◆ Exercise instructions ◆
Reproduce verbatim the part of the items below that opens with the line containing "Point out the rosewood" and closes with the line containing "x=749, y=13", including both of those lines and nothing else.

◆ Material for this exercise ◆
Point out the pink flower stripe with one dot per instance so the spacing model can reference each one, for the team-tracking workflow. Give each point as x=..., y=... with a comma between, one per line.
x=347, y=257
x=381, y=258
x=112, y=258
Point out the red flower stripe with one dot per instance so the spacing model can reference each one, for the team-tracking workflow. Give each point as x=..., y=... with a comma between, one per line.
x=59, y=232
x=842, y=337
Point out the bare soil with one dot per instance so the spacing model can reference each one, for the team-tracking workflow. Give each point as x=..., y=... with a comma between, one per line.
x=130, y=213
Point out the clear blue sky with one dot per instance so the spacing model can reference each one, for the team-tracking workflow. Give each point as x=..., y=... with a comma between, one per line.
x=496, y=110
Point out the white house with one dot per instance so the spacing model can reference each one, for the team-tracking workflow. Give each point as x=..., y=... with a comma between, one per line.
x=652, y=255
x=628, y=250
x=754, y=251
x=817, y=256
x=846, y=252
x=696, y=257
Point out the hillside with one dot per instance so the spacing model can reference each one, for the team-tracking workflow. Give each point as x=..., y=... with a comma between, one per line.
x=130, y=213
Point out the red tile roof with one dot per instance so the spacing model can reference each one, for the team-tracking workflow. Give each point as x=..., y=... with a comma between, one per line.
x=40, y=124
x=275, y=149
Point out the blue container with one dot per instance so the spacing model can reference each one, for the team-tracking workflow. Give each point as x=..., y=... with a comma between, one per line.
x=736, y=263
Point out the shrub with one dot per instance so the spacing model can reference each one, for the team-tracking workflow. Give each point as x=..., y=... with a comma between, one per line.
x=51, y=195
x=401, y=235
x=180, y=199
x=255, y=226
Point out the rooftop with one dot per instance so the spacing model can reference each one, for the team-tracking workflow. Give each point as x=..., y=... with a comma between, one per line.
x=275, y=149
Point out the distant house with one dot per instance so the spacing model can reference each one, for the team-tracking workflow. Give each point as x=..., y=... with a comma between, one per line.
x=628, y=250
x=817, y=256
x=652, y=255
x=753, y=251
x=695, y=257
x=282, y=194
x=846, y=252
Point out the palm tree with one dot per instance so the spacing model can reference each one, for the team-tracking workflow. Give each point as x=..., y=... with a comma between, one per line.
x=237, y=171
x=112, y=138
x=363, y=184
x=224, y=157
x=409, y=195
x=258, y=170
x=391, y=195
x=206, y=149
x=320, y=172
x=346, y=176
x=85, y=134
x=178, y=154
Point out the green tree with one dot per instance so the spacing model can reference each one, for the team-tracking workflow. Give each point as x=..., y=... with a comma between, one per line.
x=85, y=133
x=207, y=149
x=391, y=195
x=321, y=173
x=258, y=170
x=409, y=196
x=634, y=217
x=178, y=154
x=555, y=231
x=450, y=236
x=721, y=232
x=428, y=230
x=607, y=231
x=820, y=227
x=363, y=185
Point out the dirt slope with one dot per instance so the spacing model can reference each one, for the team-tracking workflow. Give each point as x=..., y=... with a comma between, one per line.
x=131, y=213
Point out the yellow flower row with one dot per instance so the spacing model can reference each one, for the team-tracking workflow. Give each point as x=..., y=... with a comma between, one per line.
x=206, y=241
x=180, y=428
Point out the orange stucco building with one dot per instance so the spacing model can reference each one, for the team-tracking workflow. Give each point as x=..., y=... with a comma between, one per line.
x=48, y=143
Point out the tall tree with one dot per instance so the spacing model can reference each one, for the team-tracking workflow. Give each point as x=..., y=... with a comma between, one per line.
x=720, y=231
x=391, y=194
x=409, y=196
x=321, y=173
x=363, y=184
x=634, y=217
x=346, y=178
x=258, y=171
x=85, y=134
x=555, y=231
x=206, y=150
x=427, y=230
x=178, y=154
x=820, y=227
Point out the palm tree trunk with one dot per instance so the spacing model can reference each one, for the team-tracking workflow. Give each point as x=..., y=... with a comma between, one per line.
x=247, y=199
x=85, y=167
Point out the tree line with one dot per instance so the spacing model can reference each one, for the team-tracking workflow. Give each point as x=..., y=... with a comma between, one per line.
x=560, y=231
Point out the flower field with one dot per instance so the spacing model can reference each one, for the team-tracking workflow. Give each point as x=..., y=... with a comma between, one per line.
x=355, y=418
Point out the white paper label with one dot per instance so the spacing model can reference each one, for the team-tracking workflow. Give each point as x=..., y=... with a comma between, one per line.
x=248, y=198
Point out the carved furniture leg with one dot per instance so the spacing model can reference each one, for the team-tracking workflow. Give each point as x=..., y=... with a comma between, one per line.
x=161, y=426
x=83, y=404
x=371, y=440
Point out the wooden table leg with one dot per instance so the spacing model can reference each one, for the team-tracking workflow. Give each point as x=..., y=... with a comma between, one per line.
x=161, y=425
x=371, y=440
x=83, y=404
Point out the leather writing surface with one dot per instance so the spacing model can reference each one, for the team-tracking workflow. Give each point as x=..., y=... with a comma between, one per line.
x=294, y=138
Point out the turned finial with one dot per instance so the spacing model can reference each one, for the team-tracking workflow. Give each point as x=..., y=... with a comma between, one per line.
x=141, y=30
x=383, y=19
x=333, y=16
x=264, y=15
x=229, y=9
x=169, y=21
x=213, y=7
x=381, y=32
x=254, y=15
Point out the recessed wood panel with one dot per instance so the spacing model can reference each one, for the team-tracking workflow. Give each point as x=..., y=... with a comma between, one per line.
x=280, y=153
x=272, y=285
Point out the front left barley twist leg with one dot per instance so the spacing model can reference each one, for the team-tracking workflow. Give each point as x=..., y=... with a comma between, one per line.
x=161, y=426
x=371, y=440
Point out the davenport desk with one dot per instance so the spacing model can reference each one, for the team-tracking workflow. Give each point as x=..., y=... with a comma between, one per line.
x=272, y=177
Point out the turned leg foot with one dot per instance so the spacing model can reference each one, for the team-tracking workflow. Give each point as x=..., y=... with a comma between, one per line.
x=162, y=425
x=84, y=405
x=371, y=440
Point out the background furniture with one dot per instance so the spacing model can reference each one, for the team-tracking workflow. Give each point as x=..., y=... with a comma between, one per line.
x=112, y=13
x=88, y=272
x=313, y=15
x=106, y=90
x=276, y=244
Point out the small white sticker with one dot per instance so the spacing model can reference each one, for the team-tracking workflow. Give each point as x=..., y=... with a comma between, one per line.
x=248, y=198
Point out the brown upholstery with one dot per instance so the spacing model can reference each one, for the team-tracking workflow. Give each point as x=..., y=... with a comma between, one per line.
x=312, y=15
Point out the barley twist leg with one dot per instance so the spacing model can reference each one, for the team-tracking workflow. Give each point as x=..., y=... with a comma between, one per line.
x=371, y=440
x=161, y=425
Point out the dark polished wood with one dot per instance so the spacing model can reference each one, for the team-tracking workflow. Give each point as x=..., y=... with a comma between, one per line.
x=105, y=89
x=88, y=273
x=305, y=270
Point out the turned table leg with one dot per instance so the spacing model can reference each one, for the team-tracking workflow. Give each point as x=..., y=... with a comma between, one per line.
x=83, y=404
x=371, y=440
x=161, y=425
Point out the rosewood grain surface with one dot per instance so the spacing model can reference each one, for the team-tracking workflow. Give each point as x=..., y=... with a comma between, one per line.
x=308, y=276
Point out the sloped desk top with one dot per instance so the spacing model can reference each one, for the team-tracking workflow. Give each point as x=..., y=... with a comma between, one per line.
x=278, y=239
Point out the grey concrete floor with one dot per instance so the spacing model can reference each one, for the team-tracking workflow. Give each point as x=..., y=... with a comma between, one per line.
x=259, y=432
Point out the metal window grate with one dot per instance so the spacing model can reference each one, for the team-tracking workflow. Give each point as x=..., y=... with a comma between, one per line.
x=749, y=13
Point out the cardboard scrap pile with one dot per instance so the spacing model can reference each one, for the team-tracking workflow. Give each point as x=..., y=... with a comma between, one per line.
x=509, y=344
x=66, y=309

◆ Completed task ◆
Point out the rosewood grain surface with one dot per instance so the spacing model can reference each one, for the team-tracking workflow. Give each point as x=..., y=... with a comma between, one per line.
x=308, y=276
Point out the sloped desk top with one dot per instance so the spacing model can reference each one, for the team-tracking workflow. Give each point as x=..., y=... with a comma between, one per line.
x=278, y=239
Point out the grey concrete floor with one dot per instance so the spacing model can reference each one, for the team-tracking workflow. Give each point as x=..., y=... with a comma between, one per line.
x=259, y=432
Point out the metal window grate with one dot per instance so the spacing model can reference each one, for the team-tracking workflow. Give each point as x=..., y=... with a comma between, one per line.
x=749, y=13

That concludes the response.